TASK DIRECTIONS — Rewrite all of the items below, changing each occurrence of "leopard" to "jaguar" and leaving every other part unchanged. Omit the pictures from your answer.

RECORD SET —
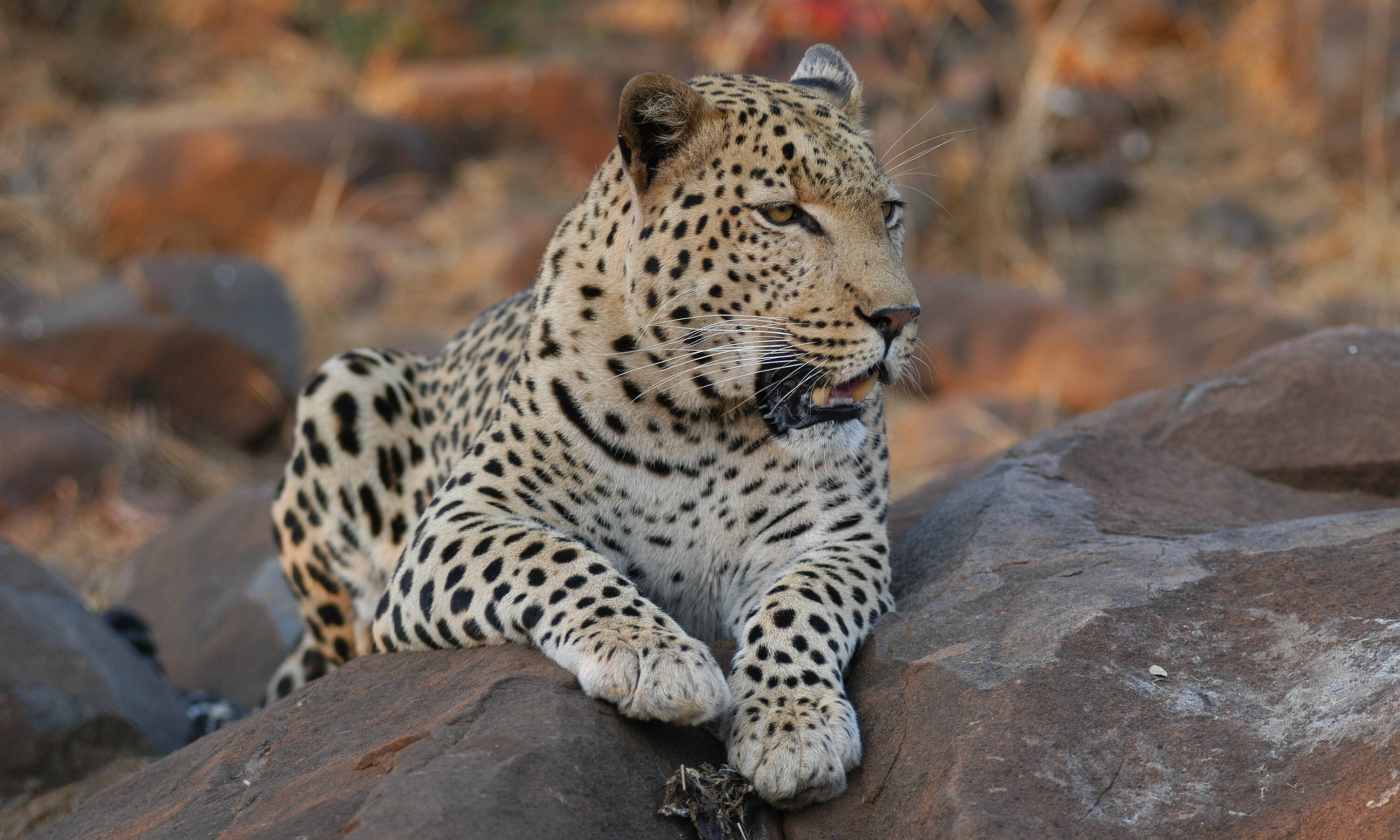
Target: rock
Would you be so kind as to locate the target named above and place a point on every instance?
(1077, 194)
(930, 437)
(1234, 223)
(215, 598)
(40, 447)
(231, 297)
(474, 104)
(26, 815)
(69, 16)
(969, 94)
(495, 742)
(73, 696)
(226, 187)
(1238, 532)
(213, 338)
(1024, 348)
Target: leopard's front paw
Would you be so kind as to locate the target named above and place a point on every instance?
(649, 672)
(796, 748)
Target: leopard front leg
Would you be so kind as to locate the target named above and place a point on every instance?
(472, 578)
(793, 731)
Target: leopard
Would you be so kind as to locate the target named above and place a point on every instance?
(675, 436)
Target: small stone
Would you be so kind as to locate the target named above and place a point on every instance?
(1078, 194)
(1234, 223)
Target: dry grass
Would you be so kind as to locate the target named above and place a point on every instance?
(408, 262)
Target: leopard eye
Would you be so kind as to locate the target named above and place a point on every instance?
(780, 215)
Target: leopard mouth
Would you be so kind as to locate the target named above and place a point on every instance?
(786, 405)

OUTPUT FOR THIS EXERCISE —
Target: rock
Would you be so kind as to locate the target named above and place a point on every instance?
(1077, 194)
(930, 437)
(1234, 223)
(215, 598)
(40, 447)
(231, 297)
(474, 104)
(26, 815)
(69, 16)
(969, 94)
(495, 742)
(73, 696)
(226, 187)
(1238, 532)
(213, 338)
(1024, 348)
Target: jaguar's front paw
Would you be so kind as to locate the target named above and place a point on every instance?
(649, 672)
(796, 748)
Target: jaguar front leg
Would you be so kind as to locate the target named above and place a point on every instance?
(472, 578)
(793, 731)
Target: jaguar
Would you be so kind as to locate the target named above and place a point on every instance?
(675, 436)
Target: small stone
Would you be so kind as to locate the target named above and place a point on every instance?
(1078, 194)
(1234, 223)
Target: dry grass
Would you be so kind as to locate the target named above and place a point on every instance?
(408, 262)
Target: jaguar eye
Would you be so kind as to locate the target named above and place a point on every instance?
(780, 215)
Target: jaguar mouth
Would you be so kind as to locate the target named above and place a point on every instance?
(786, 405)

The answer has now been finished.